## PASSAGE FOR REVIEW
........

Interview: Moving Beyond Behavior Change Theory to Improve Outcomes

The right message, in the right voice, at the right time: Read how our behavior change team combines behavioral science and editorial excellence to deliver effective content-based interventions

Dan Brown Sep 29, 2020

Dan is a journalism graduate from the UK. He aims to make the complex topic of digital healthcare accessible for both patients and experts, using simple and concise language.

View Dan Brown’s posts

In healthcare ‘patient content’ is often underrated. While there is a consensus regarding the importance of patient education, the potential for effective content to induce behavior change is hardly recognized. And while there is no shortage of agencies crafting content for doctors, only a few can get the ‘patient voice’ right.

At smartpatient, we are convinced that effective, content-based interventions are a key component of any digital therapeutic or patient support offering.

Behavior change theory is our preferred tool for identifying effective interventions. However, no less important is editorial excellence to ensure that content effectively resonates with patients. Our approach to content development therefore relies on our behavioral scientists working hand in hand with our editors.

........

## EXCERPTED DATA
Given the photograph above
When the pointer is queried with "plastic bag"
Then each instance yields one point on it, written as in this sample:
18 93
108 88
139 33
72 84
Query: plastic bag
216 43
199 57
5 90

........

## WORK REQUIRED
List every noun that the interview's subheading pairs with the word "right". Please answer from the interview alone.

## EXERCISE SOLUTION
Message, voice, time.